::: Task input :::

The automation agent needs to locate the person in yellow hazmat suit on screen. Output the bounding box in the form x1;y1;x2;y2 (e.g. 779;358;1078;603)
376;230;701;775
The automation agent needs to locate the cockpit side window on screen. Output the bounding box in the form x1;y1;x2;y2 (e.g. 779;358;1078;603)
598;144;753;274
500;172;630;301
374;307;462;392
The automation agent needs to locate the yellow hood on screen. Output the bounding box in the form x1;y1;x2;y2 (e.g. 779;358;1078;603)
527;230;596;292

:::
::: Task input :::

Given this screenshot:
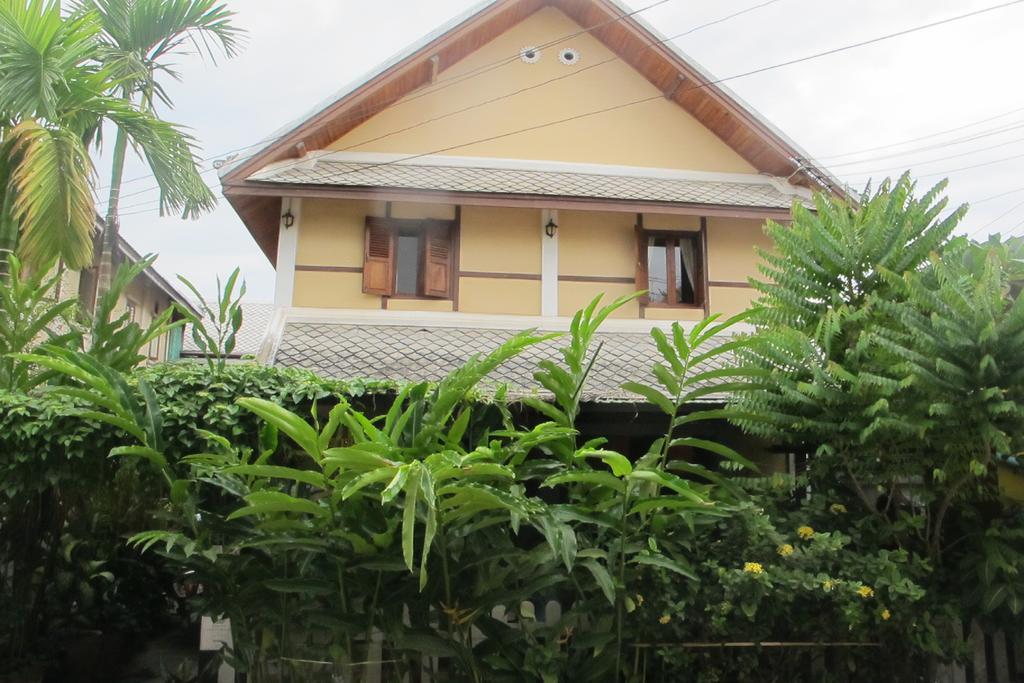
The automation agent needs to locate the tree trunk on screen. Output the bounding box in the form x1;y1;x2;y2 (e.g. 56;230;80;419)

:::

→ What to produce: Reproduce the listing from the line with "The automation agent needs to locate the person" up to and including the line with "527;230;596;292", replacing "hazmat suit" with "protective suit" and leaving everything else unchanged.

→ Result of this task:
The automation agent needs to locate the person in yellow protective suit on screen. Output the bounding box in the form x1;y1;x2;y2 (e.g. 779;358;1078;603)
376;230;701;775
The automation agent needs to locate the cockpit side window on screen. Output the bounding box in the form x1;y1;x2;y2 (e.g. 779;358;1078;603)
598;144;753;274
500;172;630;301
374;307;462;392
The automation agent needs to locate the yellow hood on screen. Output the bounding box in the form x1;y1;x2;y2 (e.g. 779;358;1078;603)
527;230;596;292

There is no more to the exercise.